-- TASK INSTRUCTIONS --
Scan the entries for "tablet". Every line that holds it is to be copied.

-- RECORDS --
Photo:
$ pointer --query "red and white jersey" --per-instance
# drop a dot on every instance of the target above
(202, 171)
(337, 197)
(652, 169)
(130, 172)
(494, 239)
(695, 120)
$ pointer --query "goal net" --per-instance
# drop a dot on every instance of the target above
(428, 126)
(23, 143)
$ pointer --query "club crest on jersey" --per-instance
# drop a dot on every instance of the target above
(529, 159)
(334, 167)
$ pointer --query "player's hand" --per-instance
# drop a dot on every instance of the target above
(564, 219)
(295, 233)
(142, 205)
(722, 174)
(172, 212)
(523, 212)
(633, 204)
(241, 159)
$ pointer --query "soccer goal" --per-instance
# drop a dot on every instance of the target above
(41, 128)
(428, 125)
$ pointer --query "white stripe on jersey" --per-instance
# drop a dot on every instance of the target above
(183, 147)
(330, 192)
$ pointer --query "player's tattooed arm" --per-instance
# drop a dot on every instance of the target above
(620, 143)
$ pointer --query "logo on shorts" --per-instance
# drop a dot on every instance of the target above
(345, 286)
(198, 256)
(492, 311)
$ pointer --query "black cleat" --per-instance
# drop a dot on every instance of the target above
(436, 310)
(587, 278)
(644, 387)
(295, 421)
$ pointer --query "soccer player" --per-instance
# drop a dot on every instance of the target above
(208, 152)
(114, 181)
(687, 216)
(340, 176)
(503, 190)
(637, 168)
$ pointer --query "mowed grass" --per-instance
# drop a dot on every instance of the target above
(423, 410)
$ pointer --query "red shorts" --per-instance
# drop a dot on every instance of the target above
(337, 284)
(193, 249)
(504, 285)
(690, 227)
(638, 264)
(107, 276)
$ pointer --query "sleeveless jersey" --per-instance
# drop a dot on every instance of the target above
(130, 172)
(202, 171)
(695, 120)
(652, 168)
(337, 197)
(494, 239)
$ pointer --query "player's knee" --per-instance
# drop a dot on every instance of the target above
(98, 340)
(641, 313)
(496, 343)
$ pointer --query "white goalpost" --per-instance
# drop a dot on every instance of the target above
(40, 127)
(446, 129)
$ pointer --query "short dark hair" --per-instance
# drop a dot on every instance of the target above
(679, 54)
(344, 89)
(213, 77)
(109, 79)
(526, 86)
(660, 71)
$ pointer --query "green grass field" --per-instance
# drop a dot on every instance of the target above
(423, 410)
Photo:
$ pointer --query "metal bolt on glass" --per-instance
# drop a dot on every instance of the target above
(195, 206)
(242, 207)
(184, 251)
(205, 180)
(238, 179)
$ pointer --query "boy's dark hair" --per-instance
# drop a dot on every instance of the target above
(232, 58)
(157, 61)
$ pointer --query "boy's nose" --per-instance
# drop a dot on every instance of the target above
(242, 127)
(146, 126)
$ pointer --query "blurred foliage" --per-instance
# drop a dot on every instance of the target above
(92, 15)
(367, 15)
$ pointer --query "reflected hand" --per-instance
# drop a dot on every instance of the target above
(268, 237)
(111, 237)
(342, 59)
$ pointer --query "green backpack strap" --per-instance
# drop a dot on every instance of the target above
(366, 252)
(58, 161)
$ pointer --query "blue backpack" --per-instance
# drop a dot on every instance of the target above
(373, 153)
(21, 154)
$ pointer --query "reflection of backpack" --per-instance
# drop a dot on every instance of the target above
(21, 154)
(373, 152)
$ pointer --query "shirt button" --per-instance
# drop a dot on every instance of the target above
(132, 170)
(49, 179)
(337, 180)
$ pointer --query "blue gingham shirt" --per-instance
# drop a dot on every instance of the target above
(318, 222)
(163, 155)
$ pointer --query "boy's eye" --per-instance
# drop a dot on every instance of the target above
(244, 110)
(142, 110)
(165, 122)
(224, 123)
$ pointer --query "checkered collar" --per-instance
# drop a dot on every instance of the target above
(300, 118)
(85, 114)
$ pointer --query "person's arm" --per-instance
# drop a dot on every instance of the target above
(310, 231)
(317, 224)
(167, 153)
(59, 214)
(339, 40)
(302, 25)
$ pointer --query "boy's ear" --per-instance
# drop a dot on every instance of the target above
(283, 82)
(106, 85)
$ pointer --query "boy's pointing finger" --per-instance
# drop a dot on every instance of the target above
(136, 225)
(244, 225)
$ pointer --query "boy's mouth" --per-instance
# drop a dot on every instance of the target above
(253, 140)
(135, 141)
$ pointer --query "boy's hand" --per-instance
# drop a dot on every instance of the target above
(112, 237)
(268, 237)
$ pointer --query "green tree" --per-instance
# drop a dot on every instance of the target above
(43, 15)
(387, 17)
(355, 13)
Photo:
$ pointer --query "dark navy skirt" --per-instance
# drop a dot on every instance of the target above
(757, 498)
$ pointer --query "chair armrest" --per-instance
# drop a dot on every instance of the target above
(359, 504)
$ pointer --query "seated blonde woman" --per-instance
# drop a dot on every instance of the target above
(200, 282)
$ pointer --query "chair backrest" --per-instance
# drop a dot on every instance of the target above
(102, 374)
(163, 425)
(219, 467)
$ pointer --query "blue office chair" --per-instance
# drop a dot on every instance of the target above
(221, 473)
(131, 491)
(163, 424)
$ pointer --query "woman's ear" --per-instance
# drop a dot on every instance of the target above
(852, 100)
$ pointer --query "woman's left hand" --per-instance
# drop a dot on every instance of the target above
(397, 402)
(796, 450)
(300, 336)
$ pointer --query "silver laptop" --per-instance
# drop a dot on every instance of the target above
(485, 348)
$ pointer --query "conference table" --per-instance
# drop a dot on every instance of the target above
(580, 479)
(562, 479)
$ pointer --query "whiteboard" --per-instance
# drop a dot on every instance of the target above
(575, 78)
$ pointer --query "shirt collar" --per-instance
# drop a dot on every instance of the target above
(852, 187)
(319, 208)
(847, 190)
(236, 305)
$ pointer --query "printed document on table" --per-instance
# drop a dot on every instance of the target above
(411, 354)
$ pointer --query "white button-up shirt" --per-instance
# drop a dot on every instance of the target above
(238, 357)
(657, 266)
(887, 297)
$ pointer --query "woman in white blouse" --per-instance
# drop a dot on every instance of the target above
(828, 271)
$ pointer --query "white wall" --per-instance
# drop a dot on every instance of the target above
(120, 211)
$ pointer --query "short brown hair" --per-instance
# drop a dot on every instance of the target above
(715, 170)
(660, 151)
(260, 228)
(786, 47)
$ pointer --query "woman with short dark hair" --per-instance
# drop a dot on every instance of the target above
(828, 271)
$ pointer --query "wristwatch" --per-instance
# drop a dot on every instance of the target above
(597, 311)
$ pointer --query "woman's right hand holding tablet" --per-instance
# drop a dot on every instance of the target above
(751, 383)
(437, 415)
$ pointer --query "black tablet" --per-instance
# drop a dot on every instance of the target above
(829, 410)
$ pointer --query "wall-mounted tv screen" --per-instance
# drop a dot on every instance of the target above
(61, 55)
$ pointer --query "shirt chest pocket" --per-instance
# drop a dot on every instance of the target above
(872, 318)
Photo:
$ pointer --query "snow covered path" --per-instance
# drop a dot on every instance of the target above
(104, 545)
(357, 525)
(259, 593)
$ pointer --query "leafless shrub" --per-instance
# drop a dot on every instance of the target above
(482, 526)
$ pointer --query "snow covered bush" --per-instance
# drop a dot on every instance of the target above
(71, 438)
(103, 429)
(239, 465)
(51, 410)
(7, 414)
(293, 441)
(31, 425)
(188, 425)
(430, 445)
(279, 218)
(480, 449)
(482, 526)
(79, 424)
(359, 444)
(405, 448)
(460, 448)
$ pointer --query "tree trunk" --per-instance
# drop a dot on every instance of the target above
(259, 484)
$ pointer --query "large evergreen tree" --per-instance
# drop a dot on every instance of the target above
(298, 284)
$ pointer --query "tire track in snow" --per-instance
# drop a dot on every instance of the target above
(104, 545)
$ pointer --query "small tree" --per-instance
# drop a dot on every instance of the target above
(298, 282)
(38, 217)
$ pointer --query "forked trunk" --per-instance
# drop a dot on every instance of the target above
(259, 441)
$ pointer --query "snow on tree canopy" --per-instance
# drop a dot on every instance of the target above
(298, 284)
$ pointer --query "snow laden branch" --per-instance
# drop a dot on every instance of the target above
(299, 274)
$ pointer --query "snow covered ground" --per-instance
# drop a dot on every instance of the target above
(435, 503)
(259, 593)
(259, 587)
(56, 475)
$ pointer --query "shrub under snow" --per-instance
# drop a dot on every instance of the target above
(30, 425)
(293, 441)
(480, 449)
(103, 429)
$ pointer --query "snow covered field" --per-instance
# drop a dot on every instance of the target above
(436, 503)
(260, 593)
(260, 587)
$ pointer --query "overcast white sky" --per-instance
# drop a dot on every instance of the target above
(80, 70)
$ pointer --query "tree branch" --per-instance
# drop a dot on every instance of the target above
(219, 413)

-- EXERCISE OUTPUT --
$ pointer --query "woman's right hand holding tablet" --per-instance
$ pointer --query "black tablet" --per-instance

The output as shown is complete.